Text excerpt
################

Johnson & Johnson Band-Aids © Toby Talbot, AP Photo

Stocks that pay dividends have been hot lately. But despite the recent rally -- the Dow Jones U.S. Select Dividend Index ($DJDVP) is up 10% so far this year -- there still are some decent opportunities, especially for investors willing to think globally.

One factor driving the boom: Investors now earn paltry rates on bonds and certificates of deposit. The Standard & Poor's 500 Index ($INX), by contrast, carries a yield of about 2.2%, and many stocks pay considerably more. (Yields, which fall as prices rise, are the annual payout as a percentage of a stock's price.)

It might be tempting to think the trend has run its course. Among household-name dividend stocks, utility American Electric Power (AEP) is up 21% from a year ago, tobacco giant Altria Group (MO) has shot up 28%, and pharmaceuticals company Pfizer (PFE) has jumped 45%.

But while dividend-stock prices have been rising, so have payouts. "Dividends have had a fantastic year and a half," says Howard Silverblatt, senior analyst at S&P. Overall, payouts are up 16% so far this year, as companies hand back more of their rising earnings. The third quarter saw record dividend payouts, he says, "and we expect the fourth quarter to beat that."

So where can investors still find reasonable value?

If you are buying stocks for grandma -- or anyone who is concerned about income more than capital growth -- it makes sense to stick with bigger companies that have strong balance sheets and businesses, especially if the companies operate in many different countries.

################

Questions on the material
a: Do these statements agree with the article on dividend stocks? (i) The Dow Jones U.S. Select Dividend Index is up 10% so far this year. (ii) Pfizer's stock has risen 28% from a year ago. (iii) Overall dividend payouts are up 16% so far this year. For each, answer yes or no and quote the deciding words.
b: Echo the part of the article on dividend stocks starting with "So where can" and going on through "many different countries.".
c: Proceed with the article on dividend stocks from the point where it stops.
The listing that comes next is separate material, unconnected to the article on dividend stocks.

################

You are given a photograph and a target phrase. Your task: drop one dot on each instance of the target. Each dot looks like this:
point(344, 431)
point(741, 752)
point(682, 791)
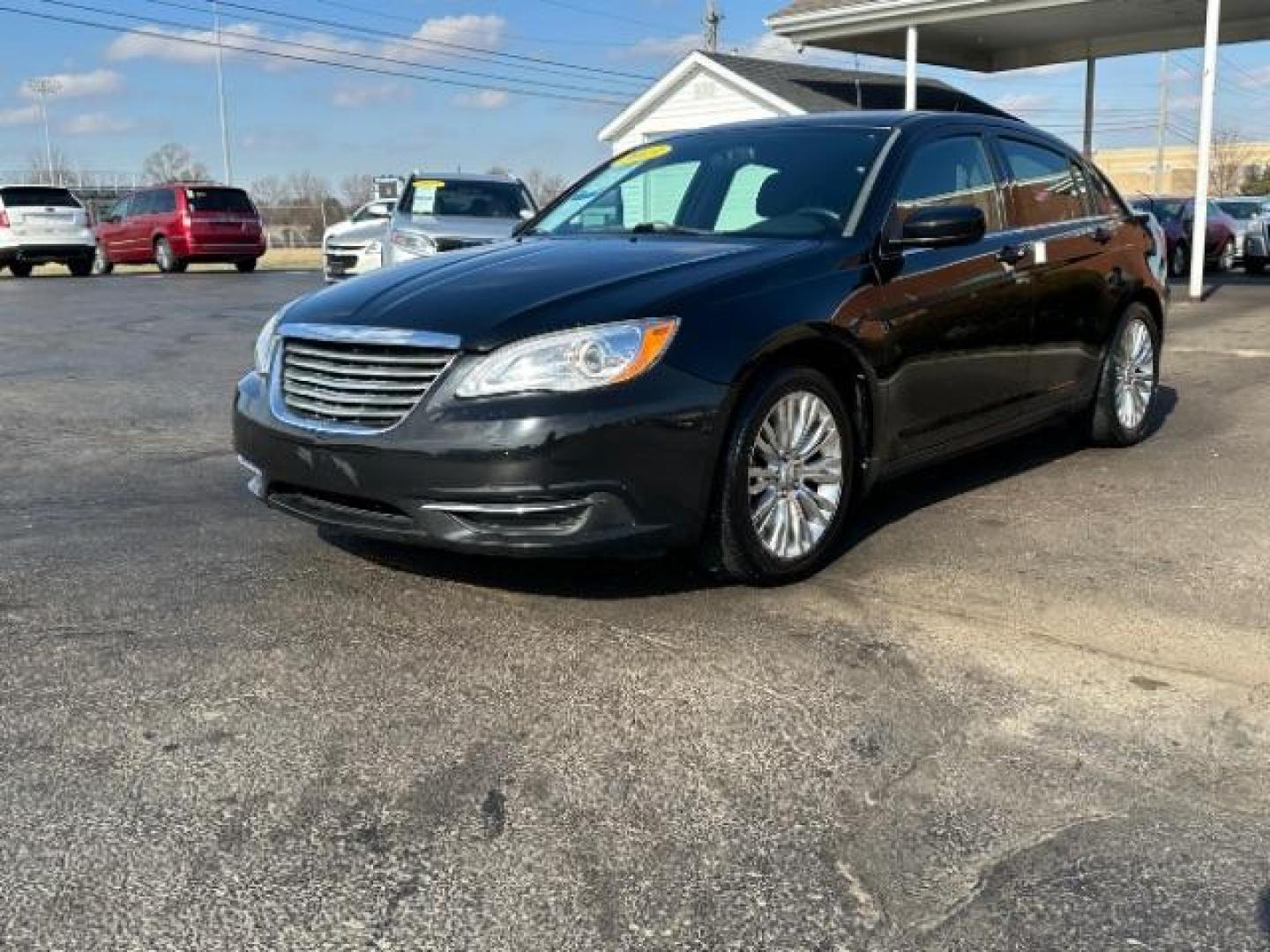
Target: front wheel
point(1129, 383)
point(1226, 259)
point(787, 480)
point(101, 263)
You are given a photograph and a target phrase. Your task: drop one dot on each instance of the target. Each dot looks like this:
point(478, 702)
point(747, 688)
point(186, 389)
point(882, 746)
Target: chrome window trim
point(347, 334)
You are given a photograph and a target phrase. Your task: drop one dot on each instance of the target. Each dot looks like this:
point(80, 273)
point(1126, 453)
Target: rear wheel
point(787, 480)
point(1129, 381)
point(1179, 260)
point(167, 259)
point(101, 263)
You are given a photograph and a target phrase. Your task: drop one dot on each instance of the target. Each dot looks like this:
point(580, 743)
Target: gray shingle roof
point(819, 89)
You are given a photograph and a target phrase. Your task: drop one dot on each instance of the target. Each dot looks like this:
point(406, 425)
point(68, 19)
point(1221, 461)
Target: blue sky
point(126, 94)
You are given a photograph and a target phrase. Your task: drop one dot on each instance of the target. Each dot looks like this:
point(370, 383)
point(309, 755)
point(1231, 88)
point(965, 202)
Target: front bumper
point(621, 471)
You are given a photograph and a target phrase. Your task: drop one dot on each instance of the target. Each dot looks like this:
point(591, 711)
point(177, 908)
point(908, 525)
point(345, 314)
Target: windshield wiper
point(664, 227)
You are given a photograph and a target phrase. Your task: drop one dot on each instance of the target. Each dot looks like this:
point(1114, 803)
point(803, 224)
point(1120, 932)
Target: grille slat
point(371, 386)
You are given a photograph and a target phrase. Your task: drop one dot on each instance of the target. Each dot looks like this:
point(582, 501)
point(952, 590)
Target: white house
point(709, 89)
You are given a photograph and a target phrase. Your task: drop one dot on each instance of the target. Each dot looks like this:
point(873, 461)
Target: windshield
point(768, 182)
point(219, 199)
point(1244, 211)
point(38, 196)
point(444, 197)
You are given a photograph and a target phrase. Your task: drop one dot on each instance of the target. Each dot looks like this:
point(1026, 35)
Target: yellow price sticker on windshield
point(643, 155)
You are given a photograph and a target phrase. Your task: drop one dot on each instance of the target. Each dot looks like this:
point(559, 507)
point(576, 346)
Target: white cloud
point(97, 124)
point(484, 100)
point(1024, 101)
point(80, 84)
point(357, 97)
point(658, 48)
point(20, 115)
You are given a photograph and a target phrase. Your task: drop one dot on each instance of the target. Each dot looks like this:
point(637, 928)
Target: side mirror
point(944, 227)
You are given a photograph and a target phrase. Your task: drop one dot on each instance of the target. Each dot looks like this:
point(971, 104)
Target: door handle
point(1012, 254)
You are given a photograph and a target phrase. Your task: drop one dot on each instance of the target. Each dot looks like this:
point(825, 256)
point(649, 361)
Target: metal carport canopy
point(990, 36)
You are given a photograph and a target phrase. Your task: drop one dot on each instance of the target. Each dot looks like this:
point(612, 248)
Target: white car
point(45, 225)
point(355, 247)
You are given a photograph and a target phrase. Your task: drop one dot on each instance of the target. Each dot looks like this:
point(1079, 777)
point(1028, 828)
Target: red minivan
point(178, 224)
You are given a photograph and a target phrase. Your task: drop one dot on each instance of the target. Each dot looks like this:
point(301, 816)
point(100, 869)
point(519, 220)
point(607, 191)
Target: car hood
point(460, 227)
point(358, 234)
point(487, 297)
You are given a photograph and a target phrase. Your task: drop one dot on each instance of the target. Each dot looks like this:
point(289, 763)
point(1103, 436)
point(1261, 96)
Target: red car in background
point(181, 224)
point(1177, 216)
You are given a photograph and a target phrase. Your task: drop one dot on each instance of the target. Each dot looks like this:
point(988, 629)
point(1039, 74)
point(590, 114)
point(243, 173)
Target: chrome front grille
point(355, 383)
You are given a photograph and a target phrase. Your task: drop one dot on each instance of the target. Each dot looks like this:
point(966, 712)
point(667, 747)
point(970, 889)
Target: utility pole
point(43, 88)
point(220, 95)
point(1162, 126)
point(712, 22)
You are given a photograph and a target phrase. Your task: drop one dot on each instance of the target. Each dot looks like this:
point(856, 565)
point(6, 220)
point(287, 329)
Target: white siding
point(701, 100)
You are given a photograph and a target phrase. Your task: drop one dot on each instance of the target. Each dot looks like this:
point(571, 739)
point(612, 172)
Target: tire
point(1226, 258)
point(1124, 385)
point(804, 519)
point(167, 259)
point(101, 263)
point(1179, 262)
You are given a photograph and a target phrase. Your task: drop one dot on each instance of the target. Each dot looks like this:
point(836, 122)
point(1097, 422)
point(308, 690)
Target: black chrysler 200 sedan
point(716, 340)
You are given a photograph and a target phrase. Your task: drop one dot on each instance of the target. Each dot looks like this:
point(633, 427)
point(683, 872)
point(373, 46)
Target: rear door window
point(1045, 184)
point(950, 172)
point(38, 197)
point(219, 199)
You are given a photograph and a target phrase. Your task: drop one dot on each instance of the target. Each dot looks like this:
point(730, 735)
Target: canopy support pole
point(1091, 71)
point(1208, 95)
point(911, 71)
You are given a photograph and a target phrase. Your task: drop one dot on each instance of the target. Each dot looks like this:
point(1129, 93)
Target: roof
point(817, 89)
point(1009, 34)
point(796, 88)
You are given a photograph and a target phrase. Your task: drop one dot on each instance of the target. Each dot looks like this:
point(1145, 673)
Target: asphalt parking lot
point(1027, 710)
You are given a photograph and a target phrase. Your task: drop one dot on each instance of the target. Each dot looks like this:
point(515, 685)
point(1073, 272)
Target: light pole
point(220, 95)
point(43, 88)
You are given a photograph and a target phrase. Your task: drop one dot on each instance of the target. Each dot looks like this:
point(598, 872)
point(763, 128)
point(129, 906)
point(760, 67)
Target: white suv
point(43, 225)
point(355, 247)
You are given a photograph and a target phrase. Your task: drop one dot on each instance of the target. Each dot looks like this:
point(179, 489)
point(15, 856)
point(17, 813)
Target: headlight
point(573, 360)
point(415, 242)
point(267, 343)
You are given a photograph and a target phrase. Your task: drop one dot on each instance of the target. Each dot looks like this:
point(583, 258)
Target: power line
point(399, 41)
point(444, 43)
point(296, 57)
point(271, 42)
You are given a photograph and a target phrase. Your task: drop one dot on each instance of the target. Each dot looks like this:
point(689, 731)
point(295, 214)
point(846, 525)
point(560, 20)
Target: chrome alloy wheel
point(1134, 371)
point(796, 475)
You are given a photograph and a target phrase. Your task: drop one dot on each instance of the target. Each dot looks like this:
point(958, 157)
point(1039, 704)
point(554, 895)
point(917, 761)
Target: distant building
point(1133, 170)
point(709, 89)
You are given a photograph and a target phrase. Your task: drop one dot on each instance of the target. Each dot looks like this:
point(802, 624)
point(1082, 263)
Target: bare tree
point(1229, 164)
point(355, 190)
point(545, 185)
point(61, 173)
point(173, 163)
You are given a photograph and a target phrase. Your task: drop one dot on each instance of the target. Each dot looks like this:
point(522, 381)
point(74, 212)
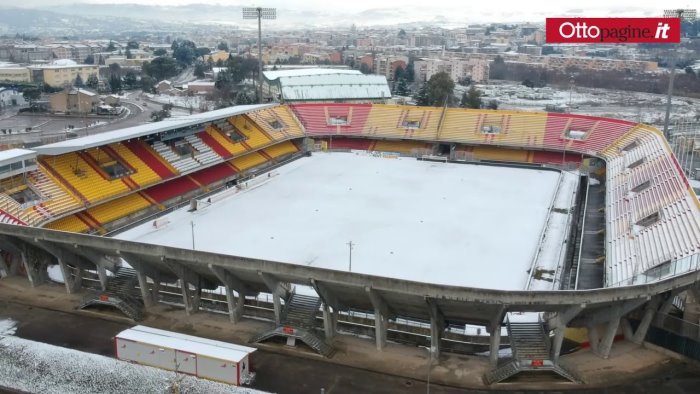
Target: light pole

################

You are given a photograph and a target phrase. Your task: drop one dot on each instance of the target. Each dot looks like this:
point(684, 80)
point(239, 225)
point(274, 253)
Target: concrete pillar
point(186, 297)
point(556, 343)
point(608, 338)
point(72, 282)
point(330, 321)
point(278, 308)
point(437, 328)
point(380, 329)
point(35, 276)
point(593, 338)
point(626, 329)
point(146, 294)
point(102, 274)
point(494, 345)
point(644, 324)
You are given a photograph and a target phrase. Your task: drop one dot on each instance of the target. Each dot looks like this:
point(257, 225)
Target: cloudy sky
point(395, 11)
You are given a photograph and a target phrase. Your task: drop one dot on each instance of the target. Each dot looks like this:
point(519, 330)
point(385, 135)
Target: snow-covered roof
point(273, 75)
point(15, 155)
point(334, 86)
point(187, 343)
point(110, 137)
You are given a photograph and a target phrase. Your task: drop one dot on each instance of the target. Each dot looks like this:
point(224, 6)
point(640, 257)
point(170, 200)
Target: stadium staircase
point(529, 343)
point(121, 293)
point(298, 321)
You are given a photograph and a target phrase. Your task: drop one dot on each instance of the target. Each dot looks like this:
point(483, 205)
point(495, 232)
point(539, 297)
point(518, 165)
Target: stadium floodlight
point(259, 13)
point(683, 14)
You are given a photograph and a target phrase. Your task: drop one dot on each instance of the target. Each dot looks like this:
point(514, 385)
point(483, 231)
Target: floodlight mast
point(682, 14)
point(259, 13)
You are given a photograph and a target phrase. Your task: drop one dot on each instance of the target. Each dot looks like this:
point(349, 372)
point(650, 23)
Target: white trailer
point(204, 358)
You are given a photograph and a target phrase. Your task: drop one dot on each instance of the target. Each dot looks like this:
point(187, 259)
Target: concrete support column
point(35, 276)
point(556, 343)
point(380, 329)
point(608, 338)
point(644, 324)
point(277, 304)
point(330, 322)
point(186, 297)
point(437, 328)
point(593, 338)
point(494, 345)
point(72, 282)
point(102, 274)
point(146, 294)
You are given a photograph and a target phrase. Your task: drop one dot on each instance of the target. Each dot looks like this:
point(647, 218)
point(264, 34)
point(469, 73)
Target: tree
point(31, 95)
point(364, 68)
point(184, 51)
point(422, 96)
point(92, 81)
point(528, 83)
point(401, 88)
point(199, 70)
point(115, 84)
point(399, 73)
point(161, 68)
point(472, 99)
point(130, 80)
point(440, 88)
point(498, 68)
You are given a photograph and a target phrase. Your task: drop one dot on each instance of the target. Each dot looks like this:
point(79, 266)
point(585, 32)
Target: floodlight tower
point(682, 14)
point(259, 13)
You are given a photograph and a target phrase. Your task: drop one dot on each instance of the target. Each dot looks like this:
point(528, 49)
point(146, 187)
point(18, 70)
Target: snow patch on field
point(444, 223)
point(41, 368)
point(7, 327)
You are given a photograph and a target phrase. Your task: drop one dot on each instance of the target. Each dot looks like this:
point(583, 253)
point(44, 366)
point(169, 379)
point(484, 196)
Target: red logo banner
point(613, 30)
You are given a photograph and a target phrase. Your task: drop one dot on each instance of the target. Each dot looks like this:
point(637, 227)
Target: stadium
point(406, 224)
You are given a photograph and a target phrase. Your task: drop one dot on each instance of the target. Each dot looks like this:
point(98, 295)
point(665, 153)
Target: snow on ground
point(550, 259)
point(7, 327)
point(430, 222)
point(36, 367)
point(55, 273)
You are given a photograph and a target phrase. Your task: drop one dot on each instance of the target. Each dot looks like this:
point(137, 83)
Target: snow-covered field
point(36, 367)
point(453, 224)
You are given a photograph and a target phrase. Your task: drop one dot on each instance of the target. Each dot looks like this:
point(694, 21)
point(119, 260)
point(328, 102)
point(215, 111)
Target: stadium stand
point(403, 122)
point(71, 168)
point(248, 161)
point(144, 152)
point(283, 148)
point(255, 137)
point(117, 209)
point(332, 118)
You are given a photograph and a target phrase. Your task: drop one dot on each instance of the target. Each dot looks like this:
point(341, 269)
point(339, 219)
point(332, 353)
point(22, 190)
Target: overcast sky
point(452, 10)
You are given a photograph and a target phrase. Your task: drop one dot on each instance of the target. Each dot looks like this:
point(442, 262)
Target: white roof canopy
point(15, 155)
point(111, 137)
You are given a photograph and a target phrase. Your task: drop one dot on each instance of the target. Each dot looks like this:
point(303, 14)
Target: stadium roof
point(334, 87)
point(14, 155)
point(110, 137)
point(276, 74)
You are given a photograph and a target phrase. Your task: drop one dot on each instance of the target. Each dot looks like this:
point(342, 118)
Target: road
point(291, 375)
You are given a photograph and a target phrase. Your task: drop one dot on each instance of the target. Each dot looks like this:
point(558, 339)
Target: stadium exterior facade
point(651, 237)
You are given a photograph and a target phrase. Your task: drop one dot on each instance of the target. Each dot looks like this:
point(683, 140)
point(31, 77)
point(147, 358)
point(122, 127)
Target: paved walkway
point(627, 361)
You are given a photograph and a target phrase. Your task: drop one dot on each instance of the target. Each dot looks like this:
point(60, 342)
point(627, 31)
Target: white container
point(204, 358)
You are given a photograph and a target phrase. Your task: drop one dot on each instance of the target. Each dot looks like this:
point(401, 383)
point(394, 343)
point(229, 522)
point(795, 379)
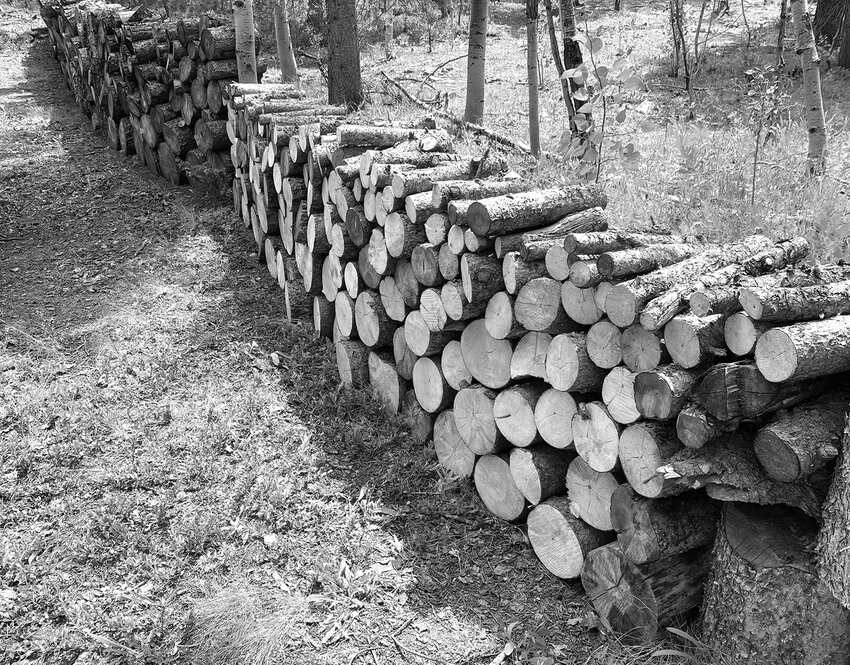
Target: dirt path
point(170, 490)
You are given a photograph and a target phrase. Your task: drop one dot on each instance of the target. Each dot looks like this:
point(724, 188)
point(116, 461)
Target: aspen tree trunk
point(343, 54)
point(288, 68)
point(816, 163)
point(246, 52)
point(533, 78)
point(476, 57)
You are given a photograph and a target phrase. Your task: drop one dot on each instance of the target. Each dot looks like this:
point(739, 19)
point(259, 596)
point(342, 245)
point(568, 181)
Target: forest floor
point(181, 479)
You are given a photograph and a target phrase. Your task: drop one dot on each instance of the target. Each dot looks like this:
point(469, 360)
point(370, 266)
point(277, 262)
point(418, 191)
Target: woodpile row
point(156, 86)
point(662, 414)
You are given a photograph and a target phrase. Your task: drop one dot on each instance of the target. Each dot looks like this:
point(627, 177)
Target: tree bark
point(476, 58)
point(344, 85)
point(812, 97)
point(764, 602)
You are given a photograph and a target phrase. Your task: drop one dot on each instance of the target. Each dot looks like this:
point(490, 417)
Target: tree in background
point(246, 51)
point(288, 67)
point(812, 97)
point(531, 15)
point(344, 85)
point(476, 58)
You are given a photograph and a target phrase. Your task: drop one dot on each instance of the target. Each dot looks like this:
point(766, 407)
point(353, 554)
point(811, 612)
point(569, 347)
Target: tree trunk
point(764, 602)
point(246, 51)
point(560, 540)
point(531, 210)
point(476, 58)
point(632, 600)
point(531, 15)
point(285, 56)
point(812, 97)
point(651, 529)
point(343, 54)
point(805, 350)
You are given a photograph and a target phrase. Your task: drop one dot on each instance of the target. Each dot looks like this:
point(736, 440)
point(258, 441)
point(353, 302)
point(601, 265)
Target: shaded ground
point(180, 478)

################

Per-task answers
a:
(i) Yes: "the Dow Jones U.S. Select Dividend Index ($DJDVP) is up 10% so far this year"
(ii) No: "pharmaceuticals company Pfizer (PFE) has jumped 45%"
(iii) Yes: "Overall, payouts are up 16% so far this year"

b:
So where can investors still find reasonable value?

If you are buying stocks for grandma -- or anyone who is concerned about income more than capital growth -- it makes sense to stick with bigger companies that have strong balance sheets and businesses, especially if the companies operate in many different countries.

c:
Companies in highly cyclical industries -- from finance to heavy manufacturing -- are probably best avoided, since they can be volatile. The sweet spots are essential services and consumer staples, which tend to enjoy fairly smooth sailing in good times and bad.

Money managers on both sides of the Atlantic say three sectors stand out as particularly attractive: pharmaceutical companies, big energy and telecommunications companies. There also might be opportunities in consumer companies and among utilities based in Europe.

Pharmaceuticals -- a big, stable industry with wide profit margins and strong payouts -- is a well-established sector for dividend hunters, but many companies have rocketed this year. Steve Russell, a money manager at Ruffer & Co., a value-oriented investment firm in London with $22 billion under management, recommends Johnson & Johnson (JNJ), part pharmaceutical stock, part consumer staple. It yields 3.5%.

The company has a strong balance sheet and outstanding franchises. Boston fund firm GMO, which has $99 billion under management, had more than 5% of its high-quality U.S. stock portfolio in J&J at the end of August.

The biggest U.S. telecoms, AT&T (T) and Verizon Communications (VZ), already have risen a long way. You can find better yields elsewhere, especially outside the U.S. But you have to be careful: Some companies are saddled with a lot of debt, declining landline businesses or both. Spain's Telefónica (TEF), for example, with a nominal yield of 12%, is a speculative play.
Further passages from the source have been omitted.